Start of Exercise input
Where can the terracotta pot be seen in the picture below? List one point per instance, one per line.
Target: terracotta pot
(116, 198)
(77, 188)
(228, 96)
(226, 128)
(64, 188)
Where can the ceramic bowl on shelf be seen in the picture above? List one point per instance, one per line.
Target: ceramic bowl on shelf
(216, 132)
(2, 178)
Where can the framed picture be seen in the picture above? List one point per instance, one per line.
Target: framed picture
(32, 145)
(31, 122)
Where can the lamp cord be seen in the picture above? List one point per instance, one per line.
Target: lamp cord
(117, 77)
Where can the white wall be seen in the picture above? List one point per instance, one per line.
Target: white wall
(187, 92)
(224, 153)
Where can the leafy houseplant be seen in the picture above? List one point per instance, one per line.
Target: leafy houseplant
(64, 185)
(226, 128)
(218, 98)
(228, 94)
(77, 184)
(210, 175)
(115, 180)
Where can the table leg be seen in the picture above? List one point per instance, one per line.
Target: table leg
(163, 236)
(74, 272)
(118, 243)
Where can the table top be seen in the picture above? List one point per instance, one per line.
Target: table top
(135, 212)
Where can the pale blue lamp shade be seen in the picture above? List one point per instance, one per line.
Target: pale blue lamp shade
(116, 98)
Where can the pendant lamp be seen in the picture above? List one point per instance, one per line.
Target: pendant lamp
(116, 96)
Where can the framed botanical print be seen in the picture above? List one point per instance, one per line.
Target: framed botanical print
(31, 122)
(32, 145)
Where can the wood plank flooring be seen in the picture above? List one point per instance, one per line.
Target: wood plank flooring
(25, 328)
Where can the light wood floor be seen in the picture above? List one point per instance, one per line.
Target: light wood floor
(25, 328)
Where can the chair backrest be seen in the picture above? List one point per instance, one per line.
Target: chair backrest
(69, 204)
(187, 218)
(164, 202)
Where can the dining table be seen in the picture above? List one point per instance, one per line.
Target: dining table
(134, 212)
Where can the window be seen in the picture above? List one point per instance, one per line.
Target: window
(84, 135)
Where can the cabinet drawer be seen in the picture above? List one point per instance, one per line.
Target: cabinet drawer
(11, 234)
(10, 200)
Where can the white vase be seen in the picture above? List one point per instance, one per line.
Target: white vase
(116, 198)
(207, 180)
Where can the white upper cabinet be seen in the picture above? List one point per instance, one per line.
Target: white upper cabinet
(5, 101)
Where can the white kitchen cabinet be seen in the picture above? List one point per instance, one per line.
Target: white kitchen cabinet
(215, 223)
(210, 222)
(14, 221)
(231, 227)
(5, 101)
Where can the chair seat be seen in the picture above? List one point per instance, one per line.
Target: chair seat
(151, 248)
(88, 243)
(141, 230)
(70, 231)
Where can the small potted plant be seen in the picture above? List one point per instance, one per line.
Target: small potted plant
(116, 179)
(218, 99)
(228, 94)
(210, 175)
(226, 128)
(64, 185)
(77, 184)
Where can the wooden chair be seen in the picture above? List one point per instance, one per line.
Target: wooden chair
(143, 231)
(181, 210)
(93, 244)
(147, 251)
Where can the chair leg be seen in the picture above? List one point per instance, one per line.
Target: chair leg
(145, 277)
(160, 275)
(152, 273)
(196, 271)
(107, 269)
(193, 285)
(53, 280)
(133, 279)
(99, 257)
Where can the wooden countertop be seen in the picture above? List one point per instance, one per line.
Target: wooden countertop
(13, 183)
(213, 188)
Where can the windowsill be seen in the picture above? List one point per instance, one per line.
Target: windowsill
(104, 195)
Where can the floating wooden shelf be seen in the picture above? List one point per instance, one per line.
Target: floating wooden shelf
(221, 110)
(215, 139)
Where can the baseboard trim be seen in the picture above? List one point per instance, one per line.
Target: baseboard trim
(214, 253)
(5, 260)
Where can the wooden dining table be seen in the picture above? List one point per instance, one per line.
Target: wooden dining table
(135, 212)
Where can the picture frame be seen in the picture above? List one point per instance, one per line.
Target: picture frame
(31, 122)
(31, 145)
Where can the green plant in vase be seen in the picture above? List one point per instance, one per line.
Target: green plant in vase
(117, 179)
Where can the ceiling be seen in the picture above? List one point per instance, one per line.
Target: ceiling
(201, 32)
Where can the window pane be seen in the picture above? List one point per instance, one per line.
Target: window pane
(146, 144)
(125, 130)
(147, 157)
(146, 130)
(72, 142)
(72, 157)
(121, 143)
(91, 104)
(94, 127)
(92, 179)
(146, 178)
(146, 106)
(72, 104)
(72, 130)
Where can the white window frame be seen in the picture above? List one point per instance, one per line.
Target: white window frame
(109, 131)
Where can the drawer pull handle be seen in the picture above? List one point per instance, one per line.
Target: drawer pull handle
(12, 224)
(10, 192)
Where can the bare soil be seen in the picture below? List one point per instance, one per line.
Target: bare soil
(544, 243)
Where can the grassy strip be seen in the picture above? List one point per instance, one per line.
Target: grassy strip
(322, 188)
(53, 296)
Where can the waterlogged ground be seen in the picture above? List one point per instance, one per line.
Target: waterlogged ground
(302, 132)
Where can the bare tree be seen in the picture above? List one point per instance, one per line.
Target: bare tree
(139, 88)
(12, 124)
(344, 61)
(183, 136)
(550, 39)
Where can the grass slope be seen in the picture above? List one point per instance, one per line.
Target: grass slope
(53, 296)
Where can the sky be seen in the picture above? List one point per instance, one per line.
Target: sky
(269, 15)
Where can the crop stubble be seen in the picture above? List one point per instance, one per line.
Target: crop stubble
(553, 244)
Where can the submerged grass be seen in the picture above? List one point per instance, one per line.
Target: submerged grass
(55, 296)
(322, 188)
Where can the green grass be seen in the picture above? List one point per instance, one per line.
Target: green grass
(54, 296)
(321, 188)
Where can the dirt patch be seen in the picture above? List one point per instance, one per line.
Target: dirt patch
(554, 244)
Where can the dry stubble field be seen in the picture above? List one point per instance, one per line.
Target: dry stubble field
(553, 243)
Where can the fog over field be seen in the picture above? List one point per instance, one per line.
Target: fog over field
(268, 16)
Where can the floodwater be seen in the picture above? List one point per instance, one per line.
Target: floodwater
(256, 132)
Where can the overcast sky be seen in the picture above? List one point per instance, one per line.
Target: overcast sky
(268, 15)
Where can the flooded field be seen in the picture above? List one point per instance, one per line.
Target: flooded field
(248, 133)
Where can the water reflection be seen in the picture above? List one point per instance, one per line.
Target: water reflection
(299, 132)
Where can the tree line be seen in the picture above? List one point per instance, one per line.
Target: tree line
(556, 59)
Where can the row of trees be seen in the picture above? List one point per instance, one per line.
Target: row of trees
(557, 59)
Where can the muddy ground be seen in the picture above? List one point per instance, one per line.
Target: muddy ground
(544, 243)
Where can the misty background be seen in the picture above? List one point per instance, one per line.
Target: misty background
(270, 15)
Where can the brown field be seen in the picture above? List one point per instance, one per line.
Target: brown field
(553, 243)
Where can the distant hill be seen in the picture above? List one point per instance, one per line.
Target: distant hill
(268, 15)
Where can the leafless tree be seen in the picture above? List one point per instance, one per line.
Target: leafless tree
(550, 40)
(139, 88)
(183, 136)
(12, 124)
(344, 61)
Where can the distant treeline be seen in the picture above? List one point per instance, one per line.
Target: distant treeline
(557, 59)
End of Exercise input
▶ Task brief:
Return only the lines of the records in which the string "below" appears.

▶ Answer to the problem:
Where can the terracotta pot be seen in the picture below? List one point per instance, one per line.
Where can the bare soil be seen in the picture below? List one point per instance, one per line.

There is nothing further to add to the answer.